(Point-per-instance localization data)

==============================

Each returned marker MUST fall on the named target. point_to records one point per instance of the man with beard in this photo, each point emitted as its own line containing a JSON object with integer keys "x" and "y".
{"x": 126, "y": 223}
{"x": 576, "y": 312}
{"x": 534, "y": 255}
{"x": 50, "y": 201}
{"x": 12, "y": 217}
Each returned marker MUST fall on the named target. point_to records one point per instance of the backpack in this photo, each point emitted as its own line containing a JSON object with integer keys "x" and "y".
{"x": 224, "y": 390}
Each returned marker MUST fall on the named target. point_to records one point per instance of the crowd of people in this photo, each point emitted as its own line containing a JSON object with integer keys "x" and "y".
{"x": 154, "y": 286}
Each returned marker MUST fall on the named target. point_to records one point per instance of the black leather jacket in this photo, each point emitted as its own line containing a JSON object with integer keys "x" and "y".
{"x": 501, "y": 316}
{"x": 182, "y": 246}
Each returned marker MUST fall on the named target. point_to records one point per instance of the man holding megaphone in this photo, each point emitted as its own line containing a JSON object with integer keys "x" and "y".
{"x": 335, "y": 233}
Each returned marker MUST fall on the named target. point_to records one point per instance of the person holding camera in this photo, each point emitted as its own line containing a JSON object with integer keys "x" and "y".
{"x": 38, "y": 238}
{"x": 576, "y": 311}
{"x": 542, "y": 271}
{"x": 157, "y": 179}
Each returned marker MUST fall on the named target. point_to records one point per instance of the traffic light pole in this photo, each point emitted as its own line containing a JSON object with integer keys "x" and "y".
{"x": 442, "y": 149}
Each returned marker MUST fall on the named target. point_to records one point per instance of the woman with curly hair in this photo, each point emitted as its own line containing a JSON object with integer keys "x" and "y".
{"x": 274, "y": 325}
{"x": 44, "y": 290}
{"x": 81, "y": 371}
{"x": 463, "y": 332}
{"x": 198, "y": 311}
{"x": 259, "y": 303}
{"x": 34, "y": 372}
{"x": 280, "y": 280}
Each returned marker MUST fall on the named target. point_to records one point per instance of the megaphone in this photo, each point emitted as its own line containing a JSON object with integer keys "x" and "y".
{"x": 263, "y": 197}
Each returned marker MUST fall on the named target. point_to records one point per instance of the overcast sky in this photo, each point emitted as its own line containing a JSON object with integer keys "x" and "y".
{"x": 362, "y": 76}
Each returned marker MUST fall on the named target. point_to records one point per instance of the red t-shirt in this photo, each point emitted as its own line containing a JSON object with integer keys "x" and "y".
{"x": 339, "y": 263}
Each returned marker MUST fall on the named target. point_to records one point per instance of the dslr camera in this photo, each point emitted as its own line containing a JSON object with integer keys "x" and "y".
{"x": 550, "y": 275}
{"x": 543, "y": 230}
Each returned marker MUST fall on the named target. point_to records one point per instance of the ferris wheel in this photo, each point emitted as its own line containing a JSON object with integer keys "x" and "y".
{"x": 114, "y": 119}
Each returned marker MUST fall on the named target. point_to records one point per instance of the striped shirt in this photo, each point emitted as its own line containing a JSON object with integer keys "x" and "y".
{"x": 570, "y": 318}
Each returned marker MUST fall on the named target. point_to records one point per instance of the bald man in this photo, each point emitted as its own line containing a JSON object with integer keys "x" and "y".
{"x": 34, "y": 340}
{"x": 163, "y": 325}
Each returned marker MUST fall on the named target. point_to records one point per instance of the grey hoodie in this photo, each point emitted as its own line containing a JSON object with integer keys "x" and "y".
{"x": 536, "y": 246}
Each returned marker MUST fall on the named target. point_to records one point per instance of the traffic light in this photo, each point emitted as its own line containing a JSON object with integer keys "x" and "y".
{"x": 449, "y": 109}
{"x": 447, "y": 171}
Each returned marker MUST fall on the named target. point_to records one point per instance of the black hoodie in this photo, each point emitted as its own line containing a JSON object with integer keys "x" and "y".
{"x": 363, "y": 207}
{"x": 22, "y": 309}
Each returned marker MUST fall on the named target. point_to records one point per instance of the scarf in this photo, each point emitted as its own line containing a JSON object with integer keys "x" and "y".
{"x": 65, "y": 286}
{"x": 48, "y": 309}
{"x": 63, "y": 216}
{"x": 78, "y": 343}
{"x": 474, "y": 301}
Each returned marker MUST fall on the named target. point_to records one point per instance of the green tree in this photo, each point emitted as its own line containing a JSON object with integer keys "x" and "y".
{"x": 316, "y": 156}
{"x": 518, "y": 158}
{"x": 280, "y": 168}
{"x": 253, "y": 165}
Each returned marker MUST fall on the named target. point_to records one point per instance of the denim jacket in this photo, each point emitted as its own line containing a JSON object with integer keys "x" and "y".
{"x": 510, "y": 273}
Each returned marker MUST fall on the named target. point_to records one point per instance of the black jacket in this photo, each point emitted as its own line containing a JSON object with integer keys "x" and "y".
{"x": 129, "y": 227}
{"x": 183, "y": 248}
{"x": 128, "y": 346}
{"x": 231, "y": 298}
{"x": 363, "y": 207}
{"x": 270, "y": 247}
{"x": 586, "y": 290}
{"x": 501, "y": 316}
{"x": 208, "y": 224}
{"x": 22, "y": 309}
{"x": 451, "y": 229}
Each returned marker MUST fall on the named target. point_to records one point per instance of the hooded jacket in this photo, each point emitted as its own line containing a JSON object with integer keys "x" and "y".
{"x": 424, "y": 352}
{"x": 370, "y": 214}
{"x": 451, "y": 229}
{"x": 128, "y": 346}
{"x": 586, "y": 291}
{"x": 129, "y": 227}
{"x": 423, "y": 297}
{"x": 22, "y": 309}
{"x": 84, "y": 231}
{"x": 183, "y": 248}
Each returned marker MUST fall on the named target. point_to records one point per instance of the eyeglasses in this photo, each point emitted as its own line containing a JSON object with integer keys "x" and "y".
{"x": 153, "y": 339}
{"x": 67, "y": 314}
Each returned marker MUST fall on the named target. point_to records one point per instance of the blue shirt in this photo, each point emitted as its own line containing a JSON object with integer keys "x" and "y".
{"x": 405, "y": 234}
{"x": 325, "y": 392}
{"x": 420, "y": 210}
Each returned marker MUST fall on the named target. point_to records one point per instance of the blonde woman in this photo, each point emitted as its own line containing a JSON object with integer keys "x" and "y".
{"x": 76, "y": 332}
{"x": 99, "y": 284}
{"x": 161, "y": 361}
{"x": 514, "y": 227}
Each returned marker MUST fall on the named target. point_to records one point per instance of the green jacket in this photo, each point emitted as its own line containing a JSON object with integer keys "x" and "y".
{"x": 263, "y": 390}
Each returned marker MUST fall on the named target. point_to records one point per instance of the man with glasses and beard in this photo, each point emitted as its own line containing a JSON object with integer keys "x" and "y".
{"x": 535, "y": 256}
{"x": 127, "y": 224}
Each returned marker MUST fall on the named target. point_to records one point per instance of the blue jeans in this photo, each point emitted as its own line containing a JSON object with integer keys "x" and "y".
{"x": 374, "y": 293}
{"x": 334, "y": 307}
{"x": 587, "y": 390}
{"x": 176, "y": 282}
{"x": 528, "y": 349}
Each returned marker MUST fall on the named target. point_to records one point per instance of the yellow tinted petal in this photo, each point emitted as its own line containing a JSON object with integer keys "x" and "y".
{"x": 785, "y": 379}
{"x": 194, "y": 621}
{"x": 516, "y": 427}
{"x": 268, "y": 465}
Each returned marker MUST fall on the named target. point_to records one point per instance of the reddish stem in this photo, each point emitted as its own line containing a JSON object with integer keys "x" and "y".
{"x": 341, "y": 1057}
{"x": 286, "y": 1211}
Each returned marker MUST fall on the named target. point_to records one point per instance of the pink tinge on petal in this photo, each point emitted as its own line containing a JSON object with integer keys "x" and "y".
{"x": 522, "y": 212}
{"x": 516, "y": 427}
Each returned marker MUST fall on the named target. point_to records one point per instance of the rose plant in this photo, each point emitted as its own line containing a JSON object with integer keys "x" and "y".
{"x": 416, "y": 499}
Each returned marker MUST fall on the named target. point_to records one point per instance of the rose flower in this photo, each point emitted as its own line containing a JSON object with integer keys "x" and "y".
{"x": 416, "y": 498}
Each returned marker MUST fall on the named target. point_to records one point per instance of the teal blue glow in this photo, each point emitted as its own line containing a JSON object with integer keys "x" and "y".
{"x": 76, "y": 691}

==============================

**Task brief**
Give back, unchanged, the line that holds "the rose flower" along with all lines after it through the last line above.

**Reply**
Each returned marker MUST fall on the named target. point_to records one point per instance of the rose flower in this photo, each point emitted as its own line containing a JSON object with integer keys "x" and "y".
{"x": 416, "y": 498}
Each returned marker MUST fall on the named target. point_to records one point per instance of the teal blue glow in this photo, each point emitted as its own line containing a JSON object with integer keys "x" and "y".
{"x": 76, "y": 691}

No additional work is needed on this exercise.